== What to work on ==
In the forum thread, copy the part that begins with "And I was backwards, it" and ends with "I like Bumper.", and switch "sire" to "father".

== Excerpt ==
— Start —

Here is their offa pages. One really cool thing to look at is to go to the "vertical pedigree" (right above their name) and it will show you the clearance history for 3 generations back. You can click on each of elbows, hips, eyes, cardiac, etc and see what is behind the dog. It is pretty neat, especially because you can see siblings of those generations.

One thing to keep in mind is that the cardiologist requirement (by the GRCA COE -code of ethics for breeding) only came into play in the last 10 years, maybe 15, I am not exactly sure. So you may see some older dogs that are practitioner or specialist, and they were in compliance with the COE at the time. Even so, the dogs being bred should have a cardiologist clearance, by the COE.

Edit- forgot the link
Alice:Orthopedic Foundation for Animals
Bumper:http://www.offa.org/display.html?appnum=1472839#animal

And I was backwards, it is the sire, bumper, that has the practitioner cardiac. Not that dam as I originally posted


----------



## DanaRuns (Sep 29, 2012)

I like Bumper.


----------



## lhowemt (Jun 28, 2013)

— End —

(Items from a dataset)
— Start —

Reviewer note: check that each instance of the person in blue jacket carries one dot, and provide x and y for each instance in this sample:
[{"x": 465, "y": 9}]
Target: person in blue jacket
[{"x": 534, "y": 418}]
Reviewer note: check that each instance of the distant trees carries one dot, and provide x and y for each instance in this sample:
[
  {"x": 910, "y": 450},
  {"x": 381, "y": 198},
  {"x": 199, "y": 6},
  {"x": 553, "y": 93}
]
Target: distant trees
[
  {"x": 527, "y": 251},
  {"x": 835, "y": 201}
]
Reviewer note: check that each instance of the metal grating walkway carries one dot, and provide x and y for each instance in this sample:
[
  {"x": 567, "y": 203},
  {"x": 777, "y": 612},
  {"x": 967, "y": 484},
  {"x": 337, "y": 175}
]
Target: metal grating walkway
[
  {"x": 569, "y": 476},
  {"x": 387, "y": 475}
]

— End —
— Start —

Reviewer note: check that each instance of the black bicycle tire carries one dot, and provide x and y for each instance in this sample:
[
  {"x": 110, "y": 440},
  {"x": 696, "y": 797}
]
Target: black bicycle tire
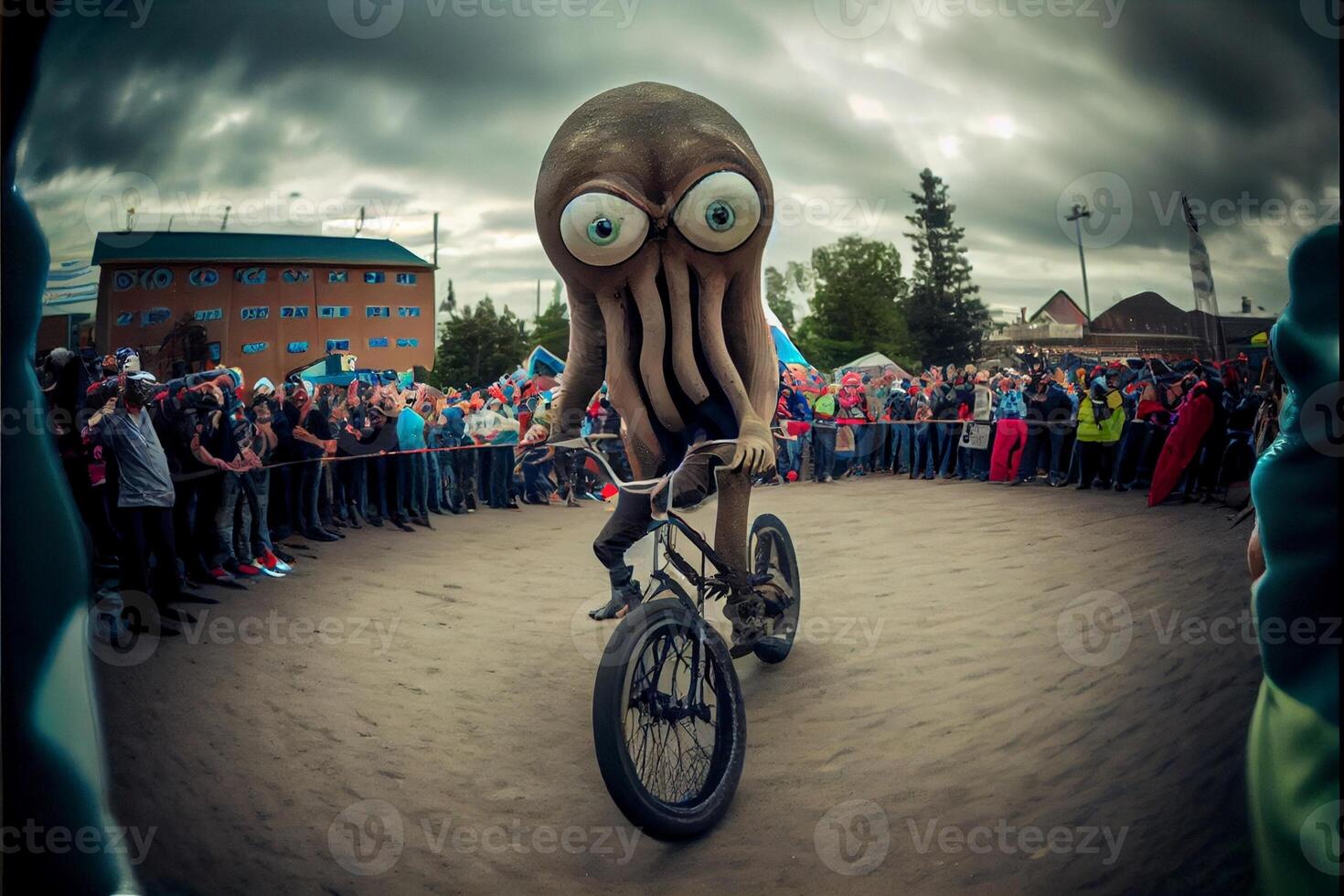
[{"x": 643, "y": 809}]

— End —

== Complete response ==
And I was backwards, it is the father, bumper, that has the practitioner cardiac. Not that dam as I originally posted


----------



## DanaRuns (Sep 29, 2012)

I like Bumper.